(Written exercise 1) In the article on Team RuBot and the ARIAC, how many teams registered in the 2020 qualification round?
(Written exercise 2) Print the part of the article on Team RuBot and the ARIAC that begins at the words "https://doi.org/10.1016/j.rcim.2021.102126Get rights and" and stops after "solutions in ARIAC.".
(Written exercise 3) Carry on the article on Team RuBot and the ARIAC from its last sentence.

Team RuBot’s experiences and lessons from the ARIAC

https://doi.org/10.1016/j.rcim.2021.102126Get rights and content

Highlights

  • Two Top3 wins in Agile Robotics for Industrial Automation Competition.

  • System sketches for Team RuBot’s solutions in ARIAC.

  • Lessons learned from the participation in ARIAC.

Abstract

We share experiences and lessons learned in participating the annual Agile Robotics for Industrial Automation Competition (ARIAC). ARIAC is a simulation-based competition focusing on pushing the agility of robotic systems for handling industrial pick-and-place challenges. Team RuBot started competing from 2019, placing 2nd place in ARIAC 2019 and 3rd place in ARIAC 2020. The article also discusses the difficulties we faced during the contest and our strategies for tackling them.

Video of system sketches: https://youtu.be/7H7YLeJz2zE.

Introduction

Millions of industrial robots are currently employed in modern factories that significantly improve productivity and reduce repetitive manual labor. In a vast number of industrial robotics applications, the pick-and-place operation plays an indispensable role in moving parts and products.

To help enhance the agility of industrial robots, the National Institute of Standard and Technology (NIST) initiated the Agile Robotics for Industrial Automation Competition (ARIAC) in 2017 [1] and started to give cash awards to top 3 winners one year later. The competition focuses on testing the agility of industrial robot with pick-and-place tasks and has been held for four consecutive years.

Each year’s ARIAC comprises of at least two rounds, including one or more qualification rounds, where every eligible person or team can register at the beginning, and a final round among 5 teams selected based on their performance in previous rounds. The competition has seen an increasing number of registrations. In 2020, over 100 teams registered in the qualification round.

ARIAC is a simulation-based competition using Gazebo [2], an open-source 3D simulator by Open Source Robotics Foundation (OSRF). Gazebo Environment for Agile Robotics (GEAR), designed by OSRF and maintained by NIST, is used as an interface software between competitor’s package and the competition environment. In the competition, participants are required to design a system in ROS [3] to fulfill a set of shipments. One or more robots are provided, and participants are to decide among a variety of sensor choices including break beam, proximity sensor, laser scanner, camera, and so on, to deploy in the environment. The anticipated system should be able to pick products from a set of places including bins, shelves, and a conveyor belt. The products are then to be placed on the tray of an Autonomous Guided Vehicle (AGV) to fulfill a shipment. Scoring metric of ARIAC takes into account the number of products successfully shipped, the pose of the shipped product, the time used for each shipment, and the costs of sensor deployment. The contest aims to simulate the real industrial environment for pick-and-place to the greatest possible extent by considering an exhaustive list of events that could occur in a warehouse environment and selecting a set of agility tasks to fulfill. So far, organizers of ARIAC have selected eight agility challenges based on industry feedback and brought them into the competition scenarios. These eight scenarios are: presence of faulty products, insufficiency of products, flipped products, in-process order update, sensor blackout, dropped products, in-process high priority order interruption, and moving obstacles.

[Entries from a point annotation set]

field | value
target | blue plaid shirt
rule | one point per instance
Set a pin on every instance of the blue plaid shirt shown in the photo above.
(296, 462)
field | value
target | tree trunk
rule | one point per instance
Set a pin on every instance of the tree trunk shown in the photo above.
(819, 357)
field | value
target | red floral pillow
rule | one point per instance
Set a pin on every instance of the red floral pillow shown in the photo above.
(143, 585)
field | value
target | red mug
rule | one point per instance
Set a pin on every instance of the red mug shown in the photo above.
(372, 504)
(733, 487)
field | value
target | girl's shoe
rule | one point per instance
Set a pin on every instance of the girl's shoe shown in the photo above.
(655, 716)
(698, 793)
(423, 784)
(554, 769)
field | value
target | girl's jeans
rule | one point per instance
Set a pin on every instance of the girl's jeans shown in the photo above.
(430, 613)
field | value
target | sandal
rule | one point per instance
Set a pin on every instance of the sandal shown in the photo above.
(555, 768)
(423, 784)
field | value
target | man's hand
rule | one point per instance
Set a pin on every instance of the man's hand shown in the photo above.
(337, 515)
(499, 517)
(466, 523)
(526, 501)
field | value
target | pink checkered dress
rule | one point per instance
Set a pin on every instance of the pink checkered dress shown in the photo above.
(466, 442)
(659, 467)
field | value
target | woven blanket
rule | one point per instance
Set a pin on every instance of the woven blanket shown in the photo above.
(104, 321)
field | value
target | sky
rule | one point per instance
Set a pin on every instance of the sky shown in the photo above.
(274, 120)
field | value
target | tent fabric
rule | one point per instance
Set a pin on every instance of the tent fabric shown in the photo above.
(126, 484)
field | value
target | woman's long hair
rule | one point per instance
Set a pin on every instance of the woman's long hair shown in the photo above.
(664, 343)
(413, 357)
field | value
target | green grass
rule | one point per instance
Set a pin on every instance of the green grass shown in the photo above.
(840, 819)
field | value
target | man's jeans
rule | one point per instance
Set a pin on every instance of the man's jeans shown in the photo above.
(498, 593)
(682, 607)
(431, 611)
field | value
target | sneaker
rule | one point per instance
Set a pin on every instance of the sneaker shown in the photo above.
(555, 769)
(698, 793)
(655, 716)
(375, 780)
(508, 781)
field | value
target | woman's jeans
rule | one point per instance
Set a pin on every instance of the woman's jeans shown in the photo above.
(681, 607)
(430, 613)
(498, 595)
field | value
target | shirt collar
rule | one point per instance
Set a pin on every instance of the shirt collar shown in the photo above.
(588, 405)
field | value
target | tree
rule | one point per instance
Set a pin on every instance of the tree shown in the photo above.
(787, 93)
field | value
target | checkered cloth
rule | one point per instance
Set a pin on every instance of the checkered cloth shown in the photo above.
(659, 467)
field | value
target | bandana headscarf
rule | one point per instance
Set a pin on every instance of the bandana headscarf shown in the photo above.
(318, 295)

(Final result 1) Over 100 teams.

(Final result 2)
https://doi.org/10.1016/j.rcim.2021.102126Get rights and content

Highlights

  • Two Top3 wins in Agile Robotics for Industrial Automation Competition.

  • System sketches for Team RuBot’s solutions in ARIAC.

(Final result 3)
Rutgers Algorithmic Robotics and Control Lab (ARCL) started competing in ARIAC since 2019 with its Team RuBot entry, consisting mainly of Ph.D. students. Team RuBot placed 2nd in ARIAC 2019 and 3rd in ARIAC 2020. In this article, we share our journey through the competitions and our lessons learned in navigating the challenging multi-objective optimization tasks. To that end, we start with a brief overview of ARIAC and related research. We then outline our system design for ARIAC 2019 and ARIAC 2020. As these sketches are unfolded, we discuss the challenges we faced and how we addressed them.

Section snippets

Background

Since the inception of ARIAC, the essential task for the required robotic systems has been picking a set of products (pulley, disk, piston rod, gear and gasket) from a conveyor belt, bins, or shelves and placing them on a tray for delivery. In addition to the main pick-and-place task, eight agility challenges, listed below, were provided to test the agility of the systems designed by competition participants.

  • 1.

    Faulty Products. Some products are faulty. After a faulty product is placed on the AGV

System overview

Competitors in ARIAC are tasked to design a software in the form of an ROS package and provide necessary scripts for installing dependencies and running the software. The software must be capable of retrieving the sensing data and control the robots in Gazebo simulations within an Ubuntu Bionic and ROS Melodic environment. Team RuBot’s submissions were implemented in C++ for both ARIAC 2019 and ARIAC 2020. No auxiliary software dependencies exist in our robot control sub-system.

Team RuBot takes

Learning from failures

In 2019 and 2020 ARIAC final rounds, 15 tests covering all the agility challenges were performed on the competitors’ software. From the logs traces of the finals tests, we could identify where the systems failed. As a matter of fact, our systems are still far from being perfect. In 2019, 4 out of 15 tests were not successfully carried out, while the number of failed runs increased to 5 in 2020.

Compared with other mistakes like lacking precision for products’ poses on the tray or missing

Conclusion

Considering the amount of effort we put in, our team excelled in producing an agile and well-functioning system. Our submissions proved to be competitive, placing among the top three in both 2019 and 2020. We have summarized the approaches we took, including our task and motion planning architecture, pose representations, and the choices of sensors. Our system’s failure modes, which we learned the hard way, suggest that it is important for systems to be able to agilely recover from errors and

CRediT authorship contribution statement

Si Wei Feng: Methodology, Software, Investigation, Writing - original draft, Visualization. Teng Guo: Software, Investigation, Writing - review & editing. Kostas E. Bekris: Writing - review & editing, Supervision. Jingjin Yu: Writing - review & editing, Resources, Supervision, Funding acquisition.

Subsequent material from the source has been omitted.